YOUR GOAL - Below is a block of records; repeat all of them exactly.

* start *

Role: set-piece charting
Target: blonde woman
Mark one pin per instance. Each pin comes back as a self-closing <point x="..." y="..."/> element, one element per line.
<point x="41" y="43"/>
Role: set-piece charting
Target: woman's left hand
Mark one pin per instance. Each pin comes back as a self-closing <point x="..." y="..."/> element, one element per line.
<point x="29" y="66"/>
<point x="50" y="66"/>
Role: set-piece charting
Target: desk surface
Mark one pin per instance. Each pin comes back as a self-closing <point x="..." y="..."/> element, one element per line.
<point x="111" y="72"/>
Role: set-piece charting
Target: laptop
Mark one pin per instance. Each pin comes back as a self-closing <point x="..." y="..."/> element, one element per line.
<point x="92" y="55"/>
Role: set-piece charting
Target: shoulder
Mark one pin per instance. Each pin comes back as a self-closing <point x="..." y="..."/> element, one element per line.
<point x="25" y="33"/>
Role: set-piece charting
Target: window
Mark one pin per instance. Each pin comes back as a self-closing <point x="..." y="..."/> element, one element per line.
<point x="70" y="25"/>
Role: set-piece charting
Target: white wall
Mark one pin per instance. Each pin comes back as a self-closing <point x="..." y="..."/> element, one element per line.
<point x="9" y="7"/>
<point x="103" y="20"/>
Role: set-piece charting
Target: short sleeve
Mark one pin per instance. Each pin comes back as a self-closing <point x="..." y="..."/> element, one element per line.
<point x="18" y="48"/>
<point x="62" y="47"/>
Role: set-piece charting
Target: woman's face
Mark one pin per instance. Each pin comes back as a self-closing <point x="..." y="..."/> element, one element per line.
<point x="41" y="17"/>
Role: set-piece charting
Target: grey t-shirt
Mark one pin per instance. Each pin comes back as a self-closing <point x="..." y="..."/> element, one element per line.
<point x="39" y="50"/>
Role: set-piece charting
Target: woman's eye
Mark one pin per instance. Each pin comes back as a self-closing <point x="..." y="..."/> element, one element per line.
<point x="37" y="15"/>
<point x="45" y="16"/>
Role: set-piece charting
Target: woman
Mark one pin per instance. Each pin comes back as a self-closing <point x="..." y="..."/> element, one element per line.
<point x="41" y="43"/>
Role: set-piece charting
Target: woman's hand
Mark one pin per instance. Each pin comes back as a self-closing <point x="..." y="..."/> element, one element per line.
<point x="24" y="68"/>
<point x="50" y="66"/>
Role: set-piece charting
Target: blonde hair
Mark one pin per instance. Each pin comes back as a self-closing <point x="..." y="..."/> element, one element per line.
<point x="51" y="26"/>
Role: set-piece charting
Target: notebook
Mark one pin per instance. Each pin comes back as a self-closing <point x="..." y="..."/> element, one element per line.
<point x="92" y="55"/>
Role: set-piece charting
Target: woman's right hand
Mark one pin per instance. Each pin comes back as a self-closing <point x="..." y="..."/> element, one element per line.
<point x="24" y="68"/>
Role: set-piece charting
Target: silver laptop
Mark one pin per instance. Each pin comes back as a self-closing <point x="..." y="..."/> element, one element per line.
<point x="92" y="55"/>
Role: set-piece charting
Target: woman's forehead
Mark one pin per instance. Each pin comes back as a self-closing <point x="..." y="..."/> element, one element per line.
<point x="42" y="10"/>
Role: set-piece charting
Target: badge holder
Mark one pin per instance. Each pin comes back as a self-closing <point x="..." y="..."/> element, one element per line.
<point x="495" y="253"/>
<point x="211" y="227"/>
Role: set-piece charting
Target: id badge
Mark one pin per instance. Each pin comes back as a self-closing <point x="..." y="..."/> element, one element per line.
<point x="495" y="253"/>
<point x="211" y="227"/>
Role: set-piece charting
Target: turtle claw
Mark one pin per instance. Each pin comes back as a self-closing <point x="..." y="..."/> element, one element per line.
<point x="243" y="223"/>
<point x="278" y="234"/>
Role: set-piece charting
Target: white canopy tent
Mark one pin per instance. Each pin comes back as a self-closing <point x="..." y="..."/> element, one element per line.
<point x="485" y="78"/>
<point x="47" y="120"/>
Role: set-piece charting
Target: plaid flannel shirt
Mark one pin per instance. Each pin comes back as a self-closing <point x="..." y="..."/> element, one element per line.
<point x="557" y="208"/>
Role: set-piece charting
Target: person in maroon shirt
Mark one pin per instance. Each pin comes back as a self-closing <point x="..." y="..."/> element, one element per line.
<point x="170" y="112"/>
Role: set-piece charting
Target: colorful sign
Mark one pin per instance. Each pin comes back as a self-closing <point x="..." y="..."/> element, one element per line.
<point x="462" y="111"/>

* end *

THE RESULT -
Role: set-piece charting
Target: blonde woman
Mark one pin per instance. Each pin comes back as a self-closing <point x="..." y="..."/> element, one element per line.
<point x="41" y="43"/>
Role: set-piece charting
Target: woman's left hand
Mark one pin per instance. Each pin comes back as a self-closing <point x="..." y="..."/> element, one element per line.
<point x="29" y="66"/>
<point x="50" y="66"/>
Role: set-piece charting
Target: desk surface
Mark one pin per instance. Each pin comes back as a self-closing <point x="..." y="..."/> element, one element per line.
<point x="111" y="72"/>
Role: set-piece charting
Target: laptop
Mark one pin per instance. Each pin comes back as a self-closing <point x="..." y="..."/> element, one element per line.
<point x="92" y="55"/>
Role: set-piece charting
Target: shoulder
Mark one pin per instance. Each pin comes back as a self-closing <point x="..." y="..."/> element, one element per line.
<point x="25" y="33"/>
Role: set-piece charting
Target: window
Mark one pin per instance. Each pin comes back as a self-closing <point x="..." y="..."/> element, one element per line.
<point x="70" y="25"/>
Role: set-piece charting
Target: white wall
Mark one pin per instance. Each pin comes back as a self-closing <point x="..." y="..."/> element, one element per line.
<point x="9" y="7"/>
<point x="103" y="20"/>
Role: set-piece charting
Target: short sleeve
Mark one pin per instance. Each pin comes back as a self-closing <point x="..." y="..."/> element, one element per line.
<point x="18" y="48"/>
<point x="62" y="47"/>
Role: set-piece charting
Target: woman's face
Mark one pin per instance. Each pin comes back as a self-closing <point x="..." y="..."/> element, one element per line.
<point x="41" y="17"/>
Role: set-piece charting
Target: grey t-shirt
Mark one pin per instance. Each pin comes back as a self-closing <point x="..." y="..."/> element, one element per line.
<point x="39" y="50"/>
Role: set-piece charting
Target: woman's eye
Mark one pin per instance. Each pin comes back as a self-closing <point x="..." y="..."/> element, one element per line.
<point x="37" y="15"/>
<point x="45" y="16"/>
Role: set-piece charting
Target: woman
Mark one pin per instance. Each pin comes back as a self-closing <point x="..." y="..."/> element, one element per line.
<point x="41" y="43"/>
Role: set-piece charting
Target: woman's hand
Mark one pin per instance. Each pin comes back as a self-closing <point x="..." y="..."/> element, one element per line.
<point x="24" y="68"/>
<point x="50" y="66"/>
Role: set-piece charting
Target: blonde hair
Mark one pin per instance. Each pin comes back as a self-closing <point x="..." y="..."/> element, one element per line.
<point x="51" y="26"/>
Role: set-piece charting
Target: notebook
Mark one pin per instance. Each pin comes back as a self-closing <point x="..." y="..."/> element, one element per line.
<point x="92" y="55"/>
Role: set-piece charting
Target: woman's right hand
Mark one pin per instance. Each pin comes back as a self-closing <point x="..." y="..."/> element, one element per line.
<point x="24" y="68"/>
Role: set-piece charting
Target: silver laptop
Mark one pin per instance. Each pin comes back as a self-closing <point x="..." y="..."/> element, one element per line.
<point x="92" y="55"/>
Role: set-piece charting
Target: woman's forehead
Mark one pin per instance. Each pin comes back as a self-closing <point x="..." y="..."/> element, one element per line.
<point x="42" y="10"/>
Role: set-piece charting
Target: badge holder
Mark one pin per instance. Each pin comes back as a self-closing <point x="..." y="..."/> element, one element per line.
<point x="495" y="253"/>
<point x="211" y="227"/>
Role: set-piece charting
Target: id badge
Mark one pin per instance. Each pin comes back as a self-closing <point x="..." y="..."/> element, one element per line.
<point x="495" y="253"/>
<point x="211" y="227"/>
Role: set-piece charting
Target: turtle claw
Mark one pin per instance. Each pin comes back as a self-closing <point x="..." y="..."/> element, one element per line.
<point x="243" y="223"/>
<point x="278" y="234"/>
Role: set-piece charting
Target: white canopy tent
Mark one pin per instance. Each pin comes back as a self-closing <point x="..." y="..."/> element, one element per line.
<point x="485" y="78"/>
<point x="47" y="120"/>
Role: set-piece charting
Target: plaid flannel shirt
Mark one pin per instance. Each pin comes back as a self-closing <point x="..." y="..."/> element, one element per line.
<point x="557" y="208"/>
Role: set-piece charting
Target: person in maroon shirt
Mark one pin per instance. Each pin comes back as a self-closing <point x="..." y="..."/> element, one element per line.
<point x="170" y="112"/>
Role: set-piece charting
Target: colorful sign
Mark one pin per instance. Each pin comes back as a self-closing <point x="..." y="..."/> element, one element per line.
<point x="462" y="111"/>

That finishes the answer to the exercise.